• [Text]
* begin *

So, it might not have been the bitterest debate (that one I still hold happened during wedding planning), but today was one of the most difficult debates I’ve ever been a part of, simply because both sides were right, and that’s a hard place to be.
Not to beat about the bush, today the NEIL board voted to change hotels for the 2011 convention to the Waltham Westin. And now I want to talk about the decision, to shed a little visibility into the whole process, and to make it clear why this debate was so drawn out, and that it was not done lightly. Just as one more note, we reached a vote, but we haven’t actually signed any contracts, so there is a small, but non-zero chance that this post will need revision.
Many of you know that last year we hit record numbers of attendees for Intercon (New England), shooting up to the ~300 attendees mark, up from the 225-250 range from the prior handful of years. This kicked off the initial discussions at the time of the possibility of outgrowing our current hotel. We actually implemented a cap for fears that we would be unable to provide the con experience we had planned on, both in terms of games, and our now infamous con suite. So that’s the first piece of context, that even in a severe recession we were pushing new records of attendee growth. Combined with that, for the past several years we’ve been getting ever more creative with our space allotment to games, and while we’ve always managed, we’ve often had to give GMs suboptimal space. One side effect is that GMs have been bidding smaller games that only need one room.
So, let me skip past some of the intervening bits and talk about the decision, and then come back to some other parts later.
First, I’m only an advisor to the NEIL board, and not a voting member, and my stomach is turned all around by this whole thing, so I sympathize with those who actually put pen to paper as it were. But I know that all of us on the NEIL board, having made the decision, are committed to this Grand Experiment, and are behind it all the way. We hope you will be too. So let me make a few lists:
- The new hotel offers about 50% more space, and more of it is in small rooms. This will be very good for GMs. It means we can offer them more space, and more divided space for them to work with. Overall, the GMs I’ve spoken with, even when happy with the quantity of space they’ve had, have wanted to break it into subsections. Tape on the floor, table and chair dividers, pipe and drape, many GMs have broken up rooms in different ways. The new hotel should let us give GMs better space.

* end *

• [Work to complete]
1) Answer these questions from the post above about the hotel change:
(a) Which hotel did the NEIL board vote to move the 2011 convention to?
(b) About how many attendees did Intercon (New England) reach last year?
(c) How much more space does the new hotel offer?
2) Name every method the hotel-change post says GMs have used to break up rooms.
3) Please extend the post about the hotel change, picking up after its last sentence.

• [Data extract]
* begin *

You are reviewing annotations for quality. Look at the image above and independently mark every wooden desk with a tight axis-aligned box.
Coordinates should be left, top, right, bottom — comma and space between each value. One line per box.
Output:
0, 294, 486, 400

* end *

• [Expected responses]
1)
(a) The Waltham Westin.
(b) About 300 attendees, up from the 225-250 range of the prior few years.
(c) About 50% more space.

2)
- Tape on the floor
- Table and chair dividers
- Pipe and drape

3)
- The new hotel is in Waltham, right off of Route I-95/128. For those coming from Boston, it is a lot closer, and is even relatively T accessible, as a branch of the 70 bus line goes right out there, and in general, Boston based transportation systems work better with things that are inside 128 instead of out. This also means that for people who live/work closer to Boston, they can get to the hotel sooner, and to Friday games faster. We know that Friday night games have been an issue for some people, and we even pushed the start time back to 8pm to accomodate. Here’s to hoping we can try 7pm again. Lastly, for those coming from out of state, 95 or 495 may not matter much to those driving, but for those flying, Waltham is a lot closer to Logan.
- The room rates at the new hotel are comprable. The difference should work out to be less than $10 per night. And I’ve not seen the accommodations, only the function space, but the new hotel is nice, and should be at least as comfortable as the Chelmsford one. I suspect nicer.
- The Westin is near more food options. Within an easy drive/simple walk are at least 6 food options, including a Bertucci’s, a sushi restaurant, and a Piccadilly pub. Tons more in a less than 10 minute drive. For those who like to get out of con space for a bit this is a big improvement over the chinese restaurant or the Friendly’s.
- The function space is even more segregated from the mundane hotel aspects, while still being very convenient to access. This should mean less chance of freaking mundanes, while still only being an elevator ride from your room. Indeed, the space layout definitely excites some people. You can go to the Waltham Westin web page and check it out yourself! Also, more bathrooms next to the function space!
- The Westin is just starting to get into weekend convention business. Combined with the reduced business demand due to the economy, now is a pretty good time for us to negotiate a contract with them.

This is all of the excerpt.